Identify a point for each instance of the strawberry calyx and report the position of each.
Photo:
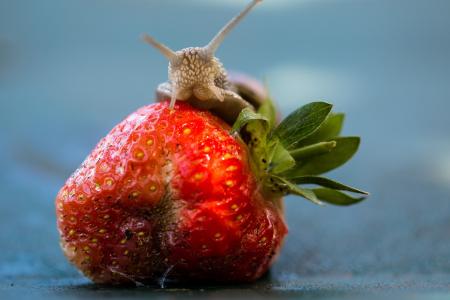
(288, 157)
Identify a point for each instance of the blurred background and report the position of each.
(71, 70)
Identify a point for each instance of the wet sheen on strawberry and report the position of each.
(174, 193)
(168, 192)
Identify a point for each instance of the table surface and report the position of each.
(70, 70)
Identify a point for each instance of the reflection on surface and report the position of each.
(76, 68)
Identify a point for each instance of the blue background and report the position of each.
(71, 70)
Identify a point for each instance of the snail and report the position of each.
(197, 76)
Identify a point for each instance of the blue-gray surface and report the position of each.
(70, 70)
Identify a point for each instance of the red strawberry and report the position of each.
(172, 195)
(175, 195)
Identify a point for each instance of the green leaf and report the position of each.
(325, 182)
(345, 148)
(281, 160)
(329, 129)
(335, 197)
(293, 189)
(301, 123)
(312, 150)
(267, 110)
(246, 116)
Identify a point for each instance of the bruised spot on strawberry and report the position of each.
(202, 207)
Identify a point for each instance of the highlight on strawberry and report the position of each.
(190, 189)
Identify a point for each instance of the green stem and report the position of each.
(312, 150)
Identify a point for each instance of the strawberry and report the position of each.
(178, 196)
(174, 192)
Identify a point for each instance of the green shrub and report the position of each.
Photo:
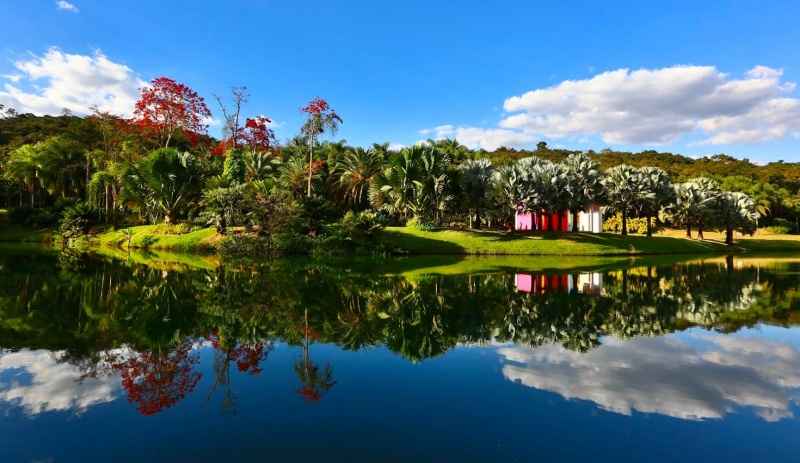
(40, 218)
(775, 230)
(172, 229)
(635, 224)
(422, 224)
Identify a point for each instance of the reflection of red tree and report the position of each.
(315, 379)
(155, 380)
(248, 357)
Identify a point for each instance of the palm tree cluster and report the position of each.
(440, 182)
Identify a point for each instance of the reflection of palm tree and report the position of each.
(156, 380)
(316, 379)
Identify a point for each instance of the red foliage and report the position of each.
(320, 117)
(248, 357)
(156, 381)
(257, 135)
(315, 167)
(168, 107)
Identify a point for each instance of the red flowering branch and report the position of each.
(168, 107)
(320, 118)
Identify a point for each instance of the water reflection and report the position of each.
(84, 331)
(667, 375)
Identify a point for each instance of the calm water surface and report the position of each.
(110, 360)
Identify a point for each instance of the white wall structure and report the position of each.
(591, 220)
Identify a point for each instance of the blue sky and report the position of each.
(697, 78)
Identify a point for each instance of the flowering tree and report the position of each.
(320, 118)
(255, 134)
(156, 380)
(168, 107)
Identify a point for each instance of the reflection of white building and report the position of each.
(591, 220)
(590, 283)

# # # # # # #

> What is expected
Reproduce all of the items above word for word, leaving out the pictures.

> Complete answer
Identify a point for each instance of the strawberry calyx and report the position of each.
Photo:
(288, 157)
Identify a point for each instance of the blurred background and report the position of each.
(71, 70)
Identify a point for each instance of the wet sheen on strawberry and report the position of each.
(174, 193)
(168, 192)
Identify a point for each instance of the table surface and report the position of each.
(70, 70)
Identify a point for each instance of the reflection on surface and report the position of each.
(76, 68)
Identify a point for each instance of the blue background and report the position of each.
(71, 70)
Identify a point for each instance of the snail and report the position of each.
(197, 76)
Identify a point for each instance of the blue-gray surface and report the position of each.
(70, 70)
Identify a point for each instance of the red strawberry and report the position of each.
(172, 195)
(175, 195)
Identify a point for each instance of the green leaf and report the position of each.
(325, 182)
(345, 148)
(281, 160)
(329, 129)
(335, 197)
(293, 189)
(301, 123)
(312, 150)
(267, 110)
(246, 116)
Identify a point for each instance of the bruised spot on strawberry and report the position of each.
(202, 207)
Identify a point for each instance of the highlight on strawberry and report the position of each.
(190, 189)
Identify a point for each instance of the green stem and report the position of each.
(312, 150)
Identify a point for each instance of the strawberry and report the position of each.
(178, 196)
(174, 192)
Identify a point for each instance of the green shrub and report the position of each.
Photo:
(40, 218)
(775, 230)
(172, 229)
(635, 224)
(422, 224)
Identify a point for each instance of the reflection of red tree and report the position of each.
(315, 379)
(155, 380)
(248, 357)
Identify a point for each instance of the palm tree cluster and report the position of each.
(440, 182)
Identify a point for each instance of the reflection of palm tree and report the position of each.
(156, 380)
(316, 379)
Identify a point for each instance of the red foliage and report the position of each.
(320, 117)
(248, 357)
(156, 381)
(257, 135)
(315, 167)
(168, 107)
Identify a point for each instance of the red flowering branch and report the position of each.
(168, 107)
(320, 118)
Identify a point for each instance of the water reflection and report the position of each.
(84, 331)
(667, 375)
Identify a point for each instance of the calm water surface and report the position of each.
(110, 360)
Identify a point for each instance of the white wall structure and report the position of each.
(591, 220)
Identify a point for each instance of the blue sky and report the position of each.
(697, 78)
Identify a point for each instance of the flowering tree and report the position of each.
(320, 118)
(255, 134)
(156, 380)
(168, 107)
Identify a point for each instance of the reflection of white building and report the position of each.
(591, 220)
(590, 283)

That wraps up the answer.